** Start Page **

Sadayuki Thomas Uno

Name Sadayuki Thomas Uno
Born 1901
Died April 3 1989
Birth Location Hiroshima, Japan
Generational Identifier

Issei

Issei painter and sculptor Sadayuki Thomas Uno (1901-1989) was born in Hiroshima on January 1, 1901, and joined his father in California in 1917 when he was sixteen. He attended Oakland High School before receiving a scholarship at the California School of Arts and Crafts, where he studied briefly. In 1924, he moved to Chicago, Illinois, and then New York to work at a photography studio in Long Island and study at the New York Photography Institute, with the hopes of returning to Hollywood and working as a cinematographer in the film industry.

When his father fell ill in the late 1920s, Uno returned to the Bay Area and settled in Alameda, California, working as an interior decorator and later as a gardener. According to a biographical sketch of Uno published in Asian American Art: A History, 1850-1970 , Uno was encouraged by the success of actor-director Sessue Hayakawa, and tried to find work in Hollywood but was not successful. [1] However, he continued his artistic pursuits by painting and was married in 1931.

** End Page **
** Start Given information **

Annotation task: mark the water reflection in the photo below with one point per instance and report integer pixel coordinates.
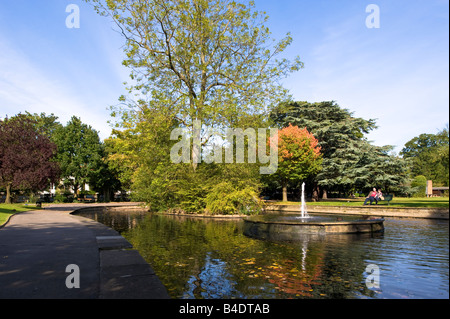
(206, 258)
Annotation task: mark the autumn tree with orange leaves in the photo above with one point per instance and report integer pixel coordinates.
(299, 156)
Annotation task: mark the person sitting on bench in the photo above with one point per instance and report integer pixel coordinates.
(379, 196)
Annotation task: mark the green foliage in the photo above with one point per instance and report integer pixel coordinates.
(429, 156)
(226, 199)
(350, 162)
(418, 186)
(80, 152)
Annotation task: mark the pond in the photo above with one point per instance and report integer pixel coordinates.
(205, 258)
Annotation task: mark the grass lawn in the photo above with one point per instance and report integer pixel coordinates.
(433, 202)
(7, 210)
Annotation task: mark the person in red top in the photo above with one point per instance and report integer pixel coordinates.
(372, 197)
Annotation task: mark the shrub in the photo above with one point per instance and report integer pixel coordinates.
(226, 199)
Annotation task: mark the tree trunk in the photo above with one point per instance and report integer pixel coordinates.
(8, 194)
(284, 193)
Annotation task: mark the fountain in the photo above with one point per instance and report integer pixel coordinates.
(293, 227)
(303, 204)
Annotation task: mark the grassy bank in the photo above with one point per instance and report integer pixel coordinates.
(7, 210)
(434, 202)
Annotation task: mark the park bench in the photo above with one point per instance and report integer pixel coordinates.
(388, 198)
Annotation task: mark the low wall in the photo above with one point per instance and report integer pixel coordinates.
(381, 211)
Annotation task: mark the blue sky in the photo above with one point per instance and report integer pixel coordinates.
(398, 73)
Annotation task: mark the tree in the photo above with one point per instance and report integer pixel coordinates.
(340, 136)
(26, 156)
(79, 152)
(200, 60)
(350, 162)
(429, 156)
(298, 156)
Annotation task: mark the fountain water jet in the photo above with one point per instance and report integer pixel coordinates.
(304, 213)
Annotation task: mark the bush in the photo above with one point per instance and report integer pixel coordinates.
(418, 186)
(227, 200)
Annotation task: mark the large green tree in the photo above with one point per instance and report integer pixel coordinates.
(429, 156)
(80, 153)
(350, 162)
(201, 60)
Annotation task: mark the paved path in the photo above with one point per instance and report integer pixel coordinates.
(37, 246)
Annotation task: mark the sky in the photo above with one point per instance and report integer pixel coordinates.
(397, 73)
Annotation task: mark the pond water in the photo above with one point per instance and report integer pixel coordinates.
(207, 259)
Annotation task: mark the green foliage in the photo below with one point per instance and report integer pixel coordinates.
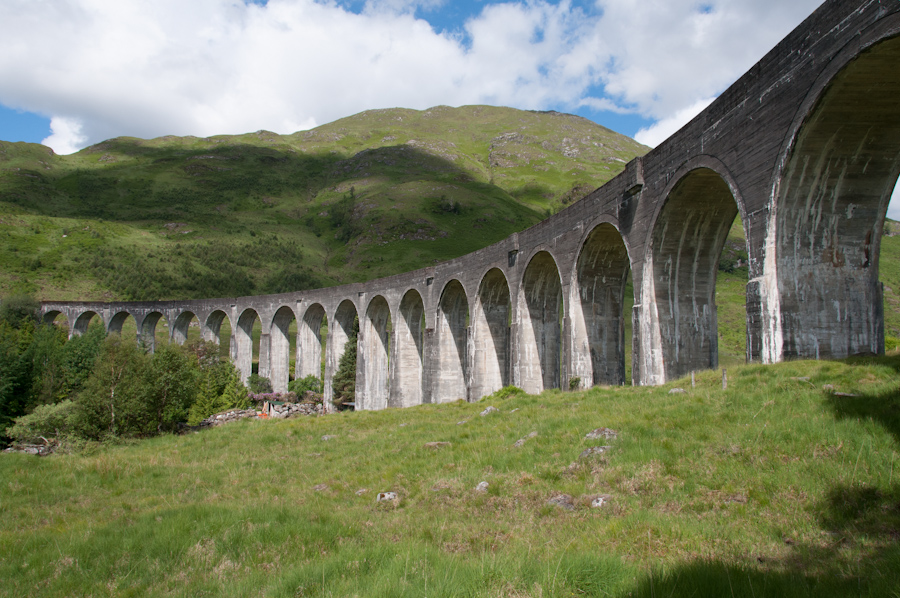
(261, 213)
(55, 421)
(344, 381)
(221, 389)
(804, 477)
(310, 383)
(19, 310)
(112, 403)
(259, 384)
(169, 388)
(505, 393)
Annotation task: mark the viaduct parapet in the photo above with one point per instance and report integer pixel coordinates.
(804, 148)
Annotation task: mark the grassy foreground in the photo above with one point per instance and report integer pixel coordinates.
(773, 487)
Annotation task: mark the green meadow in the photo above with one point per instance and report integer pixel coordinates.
(781, 485)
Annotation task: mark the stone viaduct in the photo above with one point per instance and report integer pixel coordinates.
(804, 148)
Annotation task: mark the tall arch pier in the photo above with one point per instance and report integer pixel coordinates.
(804, 149)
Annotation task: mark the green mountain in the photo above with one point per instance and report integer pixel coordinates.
(374, 194)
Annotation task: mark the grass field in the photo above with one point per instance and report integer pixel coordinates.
(776, 486)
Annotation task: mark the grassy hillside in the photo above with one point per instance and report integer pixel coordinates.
(775, 487)
(370, 195)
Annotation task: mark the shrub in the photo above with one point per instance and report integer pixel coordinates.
(344, 382)
(310, 383)
(259, 384)
(113, 400)
(45, 422)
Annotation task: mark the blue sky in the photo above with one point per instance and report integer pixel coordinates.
(77, 72)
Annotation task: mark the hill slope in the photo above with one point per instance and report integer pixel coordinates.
(370, 195)
(773, 487)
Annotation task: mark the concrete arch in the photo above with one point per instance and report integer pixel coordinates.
(491, 335)
(50, 318)
(147, 329)
(117, 321)
(540, 309)
(211, 330)
(181, 326)
(373, 379)
(309, 342)
(452, 338)
(596, 308)
(342, 327)
(679, 321)
(410, 351)
(831, 198)
(280, 348)
(243, 342)
(83, 320)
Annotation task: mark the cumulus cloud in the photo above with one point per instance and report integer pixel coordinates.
(65, 135)
(663, 129)
(103, 69)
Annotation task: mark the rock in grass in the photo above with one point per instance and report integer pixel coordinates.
(437, 445)
(600, 501)
(563, 501)
(605, 433)
(521, 441)
(594, 450)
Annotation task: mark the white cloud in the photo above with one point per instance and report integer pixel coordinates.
(663, 129)
(224, 66)
(65, 135)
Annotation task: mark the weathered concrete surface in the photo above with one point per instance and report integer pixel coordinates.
(804, 148)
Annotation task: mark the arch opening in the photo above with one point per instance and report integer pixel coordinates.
(541, 309)
(58, 319)
(217, 329)
(282, 347)
(247, 335)
(150, 333)
(186, 328)
(831, 205)
(374, 351)
(83, 321)
(123, 324)
(597, 309)
(410, 351)
(452, 323)
(340, 387)
(680, 277)
(311, 335)
(491, 335)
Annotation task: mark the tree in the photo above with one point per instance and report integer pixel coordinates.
(344, 382)
(112, 402)
(169, 388)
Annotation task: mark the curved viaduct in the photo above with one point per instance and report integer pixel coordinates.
(804, 148)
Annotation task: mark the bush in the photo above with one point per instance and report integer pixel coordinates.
(258, 384)
(45, 422)
(211, 400)
(113, 400)
(310, 383)
(344, 382)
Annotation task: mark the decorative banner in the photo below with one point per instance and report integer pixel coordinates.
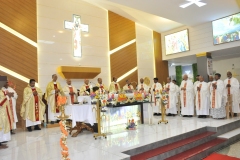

** End Given information **

**Goal:**
Write out the passage of the Uno biography starting at "Name Sadayuki Thomas" and ending at "the film industry.". The entries are separate material with no connection to the Uno biography.

**Exercise solution:**
Name Sadayuki Thomas Uno
Born 1901
Died April 3 1989
Birth Location Hiroshima, Japan
Generational Identifier

Issei

Issei painter and sculptor Sadayuki Thomas Uno (1901-1989) was born in Hiroshima on January 1, 1901, and joined his father in California in 1917 when he was sixteen. He attended Oakland High School before receiving a scholarship at the California School of Arts and Crafts, where he studied briefly. In 1924, he moved to Chicago, Illinois, and then New York to work at a photography studio in Long Island and study at the New York Photography Institute, with the hopes of returning to Hollywood and working as a cinematographer in the film industry.